Reproduce verbatim the portion of the entries below that begins with the line containing "of the player's" and continues to the end of the entries.

___ TASK DATA ___

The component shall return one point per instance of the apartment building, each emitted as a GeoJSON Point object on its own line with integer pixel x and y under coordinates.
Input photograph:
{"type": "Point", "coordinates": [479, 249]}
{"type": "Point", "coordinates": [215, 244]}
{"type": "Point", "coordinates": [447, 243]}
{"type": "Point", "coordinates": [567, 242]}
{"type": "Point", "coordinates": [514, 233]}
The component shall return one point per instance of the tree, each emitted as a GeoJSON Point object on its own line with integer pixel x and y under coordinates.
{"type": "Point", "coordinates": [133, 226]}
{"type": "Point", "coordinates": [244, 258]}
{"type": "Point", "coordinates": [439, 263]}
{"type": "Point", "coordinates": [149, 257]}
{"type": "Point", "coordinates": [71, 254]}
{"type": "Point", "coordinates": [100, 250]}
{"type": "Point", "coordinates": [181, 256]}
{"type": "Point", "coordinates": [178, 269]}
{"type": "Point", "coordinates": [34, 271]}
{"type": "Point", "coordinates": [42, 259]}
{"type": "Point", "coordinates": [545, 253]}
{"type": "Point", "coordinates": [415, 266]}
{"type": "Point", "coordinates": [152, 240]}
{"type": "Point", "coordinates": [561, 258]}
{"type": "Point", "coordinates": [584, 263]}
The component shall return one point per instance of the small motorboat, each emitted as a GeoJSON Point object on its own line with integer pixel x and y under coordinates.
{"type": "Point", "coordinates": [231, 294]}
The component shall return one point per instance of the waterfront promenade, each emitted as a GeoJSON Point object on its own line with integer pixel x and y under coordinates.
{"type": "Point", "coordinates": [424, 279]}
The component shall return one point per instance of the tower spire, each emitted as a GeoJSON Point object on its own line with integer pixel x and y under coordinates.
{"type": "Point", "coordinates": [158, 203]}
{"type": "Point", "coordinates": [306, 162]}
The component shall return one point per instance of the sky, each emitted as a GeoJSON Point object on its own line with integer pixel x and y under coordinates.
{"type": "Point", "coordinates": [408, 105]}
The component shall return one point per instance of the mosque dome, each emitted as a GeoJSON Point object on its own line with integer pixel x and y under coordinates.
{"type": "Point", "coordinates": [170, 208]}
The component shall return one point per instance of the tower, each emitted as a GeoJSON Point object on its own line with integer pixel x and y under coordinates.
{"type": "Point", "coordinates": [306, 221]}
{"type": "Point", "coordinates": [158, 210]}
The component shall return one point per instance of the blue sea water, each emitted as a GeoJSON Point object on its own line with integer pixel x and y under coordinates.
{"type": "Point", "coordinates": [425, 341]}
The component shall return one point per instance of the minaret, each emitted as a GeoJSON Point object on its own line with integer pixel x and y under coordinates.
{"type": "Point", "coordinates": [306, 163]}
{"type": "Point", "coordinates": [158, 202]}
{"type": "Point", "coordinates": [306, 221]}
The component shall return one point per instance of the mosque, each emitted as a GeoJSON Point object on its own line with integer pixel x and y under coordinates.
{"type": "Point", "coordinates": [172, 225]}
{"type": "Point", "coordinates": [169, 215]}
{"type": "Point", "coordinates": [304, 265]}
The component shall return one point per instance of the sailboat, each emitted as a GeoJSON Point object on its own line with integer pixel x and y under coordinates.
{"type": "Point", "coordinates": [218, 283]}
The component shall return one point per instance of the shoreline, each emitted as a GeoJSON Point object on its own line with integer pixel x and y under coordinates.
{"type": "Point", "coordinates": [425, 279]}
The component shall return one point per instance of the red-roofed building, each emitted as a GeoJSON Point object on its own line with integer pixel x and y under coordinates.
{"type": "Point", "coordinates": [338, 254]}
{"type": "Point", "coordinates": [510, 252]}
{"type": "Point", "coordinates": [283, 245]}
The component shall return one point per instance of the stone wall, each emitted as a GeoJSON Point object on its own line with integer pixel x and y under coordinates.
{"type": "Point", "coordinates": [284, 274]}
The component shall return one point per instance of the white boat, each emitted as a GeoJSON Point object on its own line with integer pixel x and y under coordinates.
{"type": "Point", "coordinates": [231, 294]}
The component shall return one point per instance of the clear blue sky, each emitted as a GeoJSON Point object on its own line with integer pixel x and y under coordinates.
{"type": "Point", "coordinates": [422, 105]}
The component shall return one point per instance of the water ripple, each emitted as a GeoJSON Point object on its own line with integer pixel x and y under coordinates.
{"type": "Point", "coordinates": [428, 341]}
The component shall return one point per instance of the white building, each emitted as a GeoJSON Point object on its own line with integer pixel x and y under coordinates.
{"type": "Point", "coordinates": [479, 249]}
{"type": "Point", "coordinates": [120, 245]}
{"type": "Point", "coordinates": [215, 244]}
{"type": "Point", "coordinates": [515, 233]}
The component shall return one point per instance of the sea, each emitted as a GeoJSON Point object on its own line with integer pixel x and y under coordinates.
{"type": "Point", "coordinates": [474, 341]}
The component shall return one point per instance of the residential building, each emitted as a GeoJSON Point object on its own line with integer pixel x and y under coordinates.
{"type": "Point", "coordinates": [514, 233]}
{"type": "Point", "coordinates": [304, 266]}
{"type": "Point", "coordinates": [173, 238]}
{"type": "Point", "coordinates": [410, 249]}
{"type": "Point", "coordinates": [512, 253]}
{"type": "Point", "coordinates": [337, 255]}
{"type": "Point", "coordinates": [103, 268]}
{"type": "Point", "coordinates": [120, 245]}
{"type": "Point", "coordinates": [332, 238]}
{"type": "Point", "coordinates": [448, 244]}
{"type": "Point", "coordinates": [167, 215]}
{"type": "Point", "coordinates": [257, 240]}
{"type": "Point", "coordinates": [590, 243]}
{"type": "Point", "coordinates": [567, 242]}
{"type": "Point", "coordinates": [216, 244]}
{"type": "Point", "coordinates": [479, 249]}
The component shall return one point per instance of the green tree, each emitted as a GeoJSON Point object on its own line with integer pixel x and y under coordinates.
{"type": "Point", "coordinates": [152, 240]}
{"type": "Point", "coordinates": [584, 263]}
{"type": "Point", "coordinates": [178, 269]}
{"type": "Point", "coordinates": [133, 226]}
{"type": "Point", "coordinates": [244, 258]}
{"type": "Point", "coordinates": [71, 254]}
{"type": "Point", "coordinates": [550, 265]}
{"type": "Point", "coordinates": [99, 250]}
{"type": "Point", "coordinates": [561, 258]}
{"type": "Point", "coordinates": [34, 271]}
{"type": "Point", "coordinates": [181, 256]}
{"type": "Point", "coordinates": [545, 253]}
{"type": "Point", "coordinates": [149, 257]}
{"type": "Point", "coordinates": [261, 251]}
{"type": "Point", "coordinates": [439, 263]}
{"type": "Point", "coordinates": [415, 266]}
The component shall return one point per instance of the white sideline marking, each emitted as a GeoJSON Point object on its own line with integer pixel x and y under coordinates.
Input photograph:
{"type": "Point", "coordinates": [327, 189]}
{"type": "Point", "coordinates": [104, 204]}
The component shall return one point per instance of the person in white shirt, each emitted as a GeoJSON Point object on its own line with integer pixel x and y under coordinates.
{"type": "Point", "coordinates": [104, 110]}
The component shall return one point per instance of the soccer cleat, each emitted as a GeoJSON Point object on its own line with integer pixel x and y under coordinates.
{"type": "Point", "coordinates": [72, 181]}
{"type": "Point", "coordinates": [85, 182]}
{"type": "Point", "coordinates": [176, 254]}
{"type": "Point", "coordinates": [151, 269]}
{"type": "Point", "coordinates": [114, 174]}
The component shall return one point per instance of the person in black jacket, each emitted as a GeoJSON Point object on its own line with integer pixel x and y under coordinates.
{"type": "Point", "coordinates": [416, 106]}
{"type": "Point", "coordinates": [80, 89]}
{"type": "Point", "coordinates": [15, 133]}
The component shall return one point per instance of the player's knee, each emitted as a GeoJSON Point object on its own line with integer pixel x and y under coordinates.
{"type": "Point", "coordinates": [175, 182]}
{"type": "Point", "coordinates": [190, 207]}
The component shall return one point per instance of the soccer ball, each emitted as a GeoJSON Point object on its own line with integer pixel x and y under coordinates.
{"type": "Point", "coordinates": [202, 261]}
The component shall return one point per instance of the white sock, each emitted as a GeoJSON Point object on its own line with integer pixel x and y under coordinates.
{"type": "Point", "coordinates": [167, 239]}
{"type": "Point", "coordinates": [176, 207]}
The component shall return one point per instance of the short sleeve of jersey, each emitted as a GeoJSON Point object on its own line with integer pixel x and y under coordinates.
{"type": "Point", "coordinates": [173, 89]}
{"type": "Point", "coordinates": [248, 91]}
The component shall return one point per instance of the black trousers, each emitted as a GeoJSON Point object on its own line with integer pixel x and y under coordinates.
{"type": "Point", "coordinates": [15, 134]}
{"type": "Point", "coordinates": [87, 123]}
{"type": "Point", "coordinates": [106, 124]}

___

__SOLUTION TO THIS TASK__:
The component shall return one point per instance of the player's knee, each emitted as a GeoJSON Point object on its own line with integer pixel x and y under coordinates.
{"type": "Point", "coordinates": [175, 182]}
{"type": "Point", "coordinates": [190, 207]}
The component shall return one point per instance of the soccer ball, each emitted as a GeoJSON Point object on its own line with integer pixel x and y under coordinates.
{"type": "Point", "coordinates": [202, 261]}
The component shall return one point per instance of the white sock, each emitted as a GeoJSON Point object on its own line with integer pixel x and y under coordinates.
{"type": "Point", "coordinates": [167, 239]}
{"type": "Point", "coordinates": [176, 207]}
The component shall return one point per instance of the short sleeve of jersey, each emitted as a GeoJSON Point object on its own line with integer pixel x and y under coordinates.
{"type": "Point", "coordinates": [173, 89]}
{"type": "Point", "coordinates": [248, 91]}
The component shall return one point per instance of the black trousers, each emitted as a GeoJSON Point object on its own line with integer pixel x and y under coordinates.
{"type": "Point", "coordinates": [15, 134]}
{"type": "Point", "coordinates": [87, 123]}
{"type": "Point", "coordinates": [106, 124]}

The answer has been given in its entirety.